_EXCERPT PROVIDED_
☆ ☆ ☆ ☆

RE: Yamamoto's Plan in action

Posted: Wed Aug 22, 2007 10:05 pm
by ChezDaJez
Politically, does anyone doubt that the Congress would allow this state of affairs to continue? Forget Torch, if the Japanese invaded the Hawaiian Islands, and had American citizens under their guns, we would have to put whatever we could into the basket; sufficient to insure that the Japanese invasion force would cease to exist. Anybody doubt this?

Actually, yes. As Hawaii was not yet a state and given the large percentage (43%) of people of Japanese descent living there, Congress may or may not have felt a compulsion to do anything immediately.

And given that large population of ethnic Japanese, I am sure there were elements who would cooperate with the invasion force to the fullest extent possible including sabotage. Add to the fact that most of the local defense forces were comprised of ethnic Japanese and you have a situation where "American" forces may actually turn on their continental brethern.

An invasion of Hawaii may have been operationally feasible for the Japanese, however it certainly wouldn't have been logistically feasible for sustaining their forces there. Their supply line would have been wide open to US submarines and certainly the Aleutians would have been built up as quick as possible for raids by US carrier and surface forces against that supply line. That long supply trail would be indefensible.

Chez

RE: Yamamoto's Plan in action

Posted: Wed Aug 22, 2007 10:07 pm
by el cid again
ORIGINAL: Nikademus
ORIGINAL: el cid again

But you have not yet come to an understanding of the Japanese operational concept. It specifically DID involve forward bases. Staging out of Kwajelien, Eneweitok and Saipan, all of them given extra "infrastructure" in the form of repair ships, they planned to sieze Midway, Johnston, and one or two of the lower islands in the first phase. Moving assets forward to these, they would occupy the rest of the lower islands and the islands Northeast of Oahu in phase two. They would sieze good ports and airfields and put support assets onto them. By the end of stage three - when air and support units were moved in strength onto the lower islands - the land based air (an entire Air Brigade) would be able to dominate the skies even in the absence of the KB - which is then free to leave - or divide - as appropriate due to battle damage or other requirements - or the need to rebuild air groups. There is no particular time limit on this phase either - they can pound for days - weeks - months - as required - until intel on the ground - and photographs - indicate landing is feasible. Japan started with outstanding intel on Oahu and this was an important key to its successful offensives everywhere: Malaya, the Philippines, the NEI, the attack on Oahu itself.

☆ ☆ ☆ ☆

_STATED PROBLEM 1_
Swap "Congress" for "Parliament" and rewrite everything in the forum thread from "Posted: Wed Aug 22, 2007 10:05" down to "do anything immediately.".
_STATED PROBLEM 2_
Which places does the forum thread name as sites of Japan's successful offensives?

_RECORD LIST_

☆ ☆ ☆ ☆

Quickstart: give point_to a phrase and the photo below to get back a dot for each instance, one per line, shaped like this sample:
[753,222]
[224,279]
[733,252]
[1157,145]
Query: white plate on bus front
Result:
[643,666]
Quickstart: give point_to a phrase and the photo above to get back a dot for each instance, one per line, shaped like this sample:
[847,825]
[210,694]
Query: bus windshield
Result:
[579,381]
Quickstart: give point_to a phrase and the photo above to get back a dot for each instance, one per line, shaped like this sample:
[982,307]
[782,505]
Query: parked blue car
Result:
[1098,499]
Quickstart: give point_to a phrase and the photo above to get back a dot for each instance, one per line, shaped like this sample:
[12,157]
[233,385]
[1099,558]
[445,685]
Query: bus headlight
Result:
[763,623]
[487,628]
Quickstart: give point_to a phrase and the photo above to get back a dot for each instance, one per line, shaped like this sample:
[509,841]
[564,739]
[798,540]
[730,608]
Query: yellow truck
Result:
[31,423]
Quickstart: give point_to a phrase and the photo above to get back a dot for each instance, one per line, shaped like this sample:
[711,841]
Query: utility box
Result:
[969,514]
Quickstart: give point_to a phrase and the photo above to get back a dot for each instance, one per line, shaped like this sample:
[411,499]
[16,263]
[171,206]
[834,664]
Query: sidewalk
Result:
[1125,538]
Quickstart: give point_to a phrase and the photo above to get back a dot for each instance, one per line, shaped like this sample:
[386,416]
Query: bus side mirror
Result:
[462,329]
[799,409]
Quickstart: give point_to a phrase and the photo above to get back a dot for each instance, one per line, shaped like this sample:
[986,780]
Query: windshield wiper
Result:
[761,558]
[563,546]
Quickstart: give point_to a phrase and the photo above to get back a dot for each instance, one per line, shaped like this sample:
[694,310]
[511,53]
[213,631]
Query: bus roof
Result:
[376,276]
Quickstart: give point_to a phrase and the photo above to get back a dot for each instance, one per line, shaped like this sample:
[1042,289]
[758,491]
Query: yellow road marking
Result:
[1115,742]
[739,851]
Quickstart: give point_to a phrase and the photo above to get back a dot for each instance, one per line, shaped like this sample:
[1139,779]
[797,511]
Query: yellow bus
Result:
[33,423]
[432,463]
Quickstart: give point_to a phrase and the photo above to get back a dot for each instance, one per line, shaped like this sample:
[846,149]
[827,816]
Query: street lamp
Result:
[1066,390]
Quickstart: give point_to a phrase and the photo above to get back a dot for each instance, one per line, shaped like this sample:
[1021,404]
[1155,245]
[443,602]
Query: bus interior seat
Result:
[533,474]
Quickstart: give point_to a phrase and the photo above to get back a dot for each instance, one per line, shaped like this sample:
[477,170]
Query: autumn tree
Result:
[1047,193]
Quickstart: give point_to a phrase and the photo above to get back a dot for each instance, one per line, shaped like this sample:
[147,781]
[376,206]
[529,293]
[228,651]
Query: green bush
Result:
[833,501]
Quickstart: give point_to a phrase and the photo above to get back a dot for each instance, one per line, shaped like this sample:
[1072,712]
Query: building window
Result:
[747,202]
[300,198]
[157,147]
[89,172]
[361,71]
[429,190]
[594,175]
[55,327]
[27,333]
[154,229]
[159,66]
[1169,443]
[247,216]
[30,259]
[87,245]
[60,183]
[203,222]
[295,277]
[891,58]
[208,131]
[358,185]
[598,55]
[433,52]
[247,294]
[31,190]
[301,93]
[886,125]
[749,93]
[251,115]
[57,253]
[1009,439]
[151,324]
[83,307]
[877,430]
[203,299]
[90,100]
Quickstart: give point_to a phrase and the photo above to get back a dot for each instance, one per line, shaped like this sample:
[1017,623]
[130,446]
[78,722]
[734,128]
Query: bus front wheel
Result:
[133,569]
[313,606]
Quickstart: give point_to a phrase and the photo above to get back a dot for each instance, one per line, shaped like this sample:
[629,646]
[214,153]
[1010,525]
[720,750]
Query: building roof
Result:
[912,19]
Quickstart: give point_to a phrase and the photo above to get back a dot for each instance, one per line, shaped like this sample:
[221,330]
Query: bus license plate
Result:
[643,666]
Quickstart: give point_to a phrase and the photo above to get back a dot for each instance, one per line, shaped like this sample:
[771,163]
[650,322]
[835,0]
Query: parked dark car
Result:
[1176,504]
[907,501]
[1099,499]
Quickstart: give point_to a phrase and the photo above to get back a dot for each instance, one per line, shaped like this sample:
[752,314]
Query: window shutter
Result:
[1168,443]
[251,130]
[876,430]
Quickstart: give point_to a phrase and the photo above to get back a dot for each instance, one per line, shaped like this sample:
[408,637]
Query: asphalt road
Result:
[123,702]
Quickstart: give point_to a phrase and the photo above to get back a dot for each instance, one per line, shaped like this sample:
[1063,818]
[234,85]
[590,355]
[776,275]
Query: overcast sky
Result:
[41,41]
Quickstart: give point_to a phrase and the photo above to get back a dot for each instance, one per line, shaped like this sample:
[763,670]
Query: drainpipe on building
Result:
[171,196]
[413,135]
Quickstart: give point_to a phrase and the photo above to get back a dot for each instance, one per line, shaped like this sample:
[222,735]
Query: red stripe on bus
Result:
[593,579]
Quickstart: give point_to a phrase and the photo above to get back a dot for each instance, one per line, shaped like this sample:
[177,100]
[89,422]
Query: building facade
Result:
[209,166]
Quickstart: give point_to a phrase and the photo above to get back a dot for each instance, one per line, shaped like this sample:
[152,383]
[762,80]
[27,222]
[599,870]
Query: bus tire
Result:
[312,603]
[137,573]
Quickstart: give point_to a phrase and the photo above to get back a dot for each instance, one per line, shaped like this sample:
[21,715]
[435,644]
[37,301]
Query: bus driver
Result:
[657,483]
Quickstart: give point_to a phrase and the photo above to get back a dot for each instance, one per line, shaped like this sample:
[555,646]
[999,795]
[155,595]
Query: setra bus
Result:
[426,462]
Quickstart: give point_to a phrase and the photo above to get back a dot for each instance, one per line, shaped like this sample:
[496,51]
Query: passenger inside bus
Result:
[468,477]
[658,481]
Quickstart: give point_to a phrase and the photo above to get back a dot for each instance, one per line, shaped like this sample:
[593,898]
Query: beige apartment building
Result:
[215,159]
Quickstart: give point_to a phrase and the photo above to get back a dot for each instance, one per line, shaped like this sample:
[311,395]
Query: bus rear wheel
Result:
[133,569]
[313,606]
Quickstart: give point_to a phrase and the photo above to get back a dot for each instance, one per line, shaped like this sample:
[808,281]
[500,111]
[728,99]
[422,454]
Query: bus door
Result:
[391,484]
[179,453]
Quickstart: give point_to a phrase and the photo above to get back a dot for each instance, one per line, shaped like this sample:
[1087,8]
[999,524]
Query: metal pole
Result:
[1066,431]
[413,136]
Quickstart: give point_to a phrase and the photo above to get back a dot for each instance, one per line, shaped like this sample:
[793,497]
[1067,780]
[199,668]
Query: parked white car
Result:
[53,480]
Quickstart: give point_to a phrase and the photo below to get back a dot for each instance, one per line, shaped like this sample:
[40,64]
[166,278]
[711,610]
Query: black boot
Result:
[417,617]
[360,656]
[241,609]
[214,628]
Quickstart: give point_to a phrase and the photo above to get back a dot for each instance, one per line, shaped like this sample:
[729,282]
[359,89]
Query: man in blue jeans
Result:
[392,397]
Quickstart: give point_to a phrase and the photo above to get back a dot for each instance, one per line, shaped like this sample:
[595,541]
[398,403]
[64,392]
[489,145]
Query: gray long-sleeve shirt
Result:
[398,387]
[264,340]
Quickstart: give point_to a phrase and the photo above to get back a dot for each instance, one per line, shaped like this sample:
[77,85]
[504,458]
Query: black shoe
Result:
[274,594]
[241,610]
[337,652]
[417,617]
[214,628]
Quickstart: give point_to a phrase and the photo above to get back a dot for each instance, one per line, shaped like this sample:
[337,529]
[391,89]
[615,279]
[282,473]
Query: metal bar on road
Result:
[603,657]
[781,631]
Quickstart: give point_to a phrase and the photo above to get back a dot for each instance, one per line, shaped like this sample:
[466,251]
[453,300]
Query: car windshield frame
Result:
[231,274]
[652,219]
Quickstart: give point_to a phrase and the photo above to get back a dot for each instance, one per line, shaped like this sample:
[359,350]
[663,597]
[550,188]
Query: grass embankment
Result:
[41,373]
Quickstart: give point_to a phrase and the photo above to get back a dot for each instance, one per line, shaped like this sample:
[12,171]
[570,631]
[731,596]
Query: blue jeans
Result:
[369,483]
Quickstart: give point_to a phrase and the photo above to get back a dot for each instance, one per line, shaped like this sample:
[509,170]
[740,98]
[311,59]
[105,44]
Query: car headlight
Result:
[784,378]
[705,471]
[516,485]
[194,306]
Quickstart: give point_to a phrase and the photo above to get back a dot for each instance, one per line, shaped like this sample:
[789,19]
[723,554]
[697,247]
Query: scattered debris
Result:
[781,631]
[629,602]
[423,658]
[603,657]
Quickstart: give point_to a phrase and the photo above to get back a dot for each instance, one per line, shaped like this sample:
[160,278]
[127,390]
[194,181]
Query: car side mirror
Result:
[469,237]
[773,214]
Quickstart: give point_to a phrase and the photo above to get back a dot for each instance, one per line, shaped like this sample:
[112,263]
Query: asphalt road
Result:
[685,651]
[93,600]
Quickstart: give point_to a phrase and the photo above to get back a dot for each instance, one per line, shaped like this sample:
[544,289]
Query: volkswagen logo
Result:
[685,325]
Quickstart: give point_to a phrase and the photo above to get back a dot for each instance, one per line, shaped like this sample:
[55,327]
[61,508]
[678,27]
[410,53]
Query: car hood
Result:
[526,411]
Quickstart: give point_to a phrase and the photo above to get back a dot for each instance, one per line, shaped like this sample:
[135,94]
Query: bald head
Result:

☆ ☆ ☆ ☆

_WRITTEN ANSWER 1_
Posted: Wed Aug 22, 2007 10:05 pm
by ChezDaJez
Politically, does anyone doubt that the Parliament would allow this state of affairs to continue? Forget Torch, if the Japanese invaded the Hawaiian Islands, and had American citizens under their guns, we would have to put whatever we could into the basket; sufficient to insure that the Japanese invasion force would cease to exist. Anybody doubt this?

Actually, yes. As Hawaii was not yet a state and given the large percentage (43%) of people of Japanese descent living there, Parliament may or may not have felt a compulsion to do anything immediately.

_WRITTEN ANSWER 2_
Malaya, the Philippines, the NEI, Oahu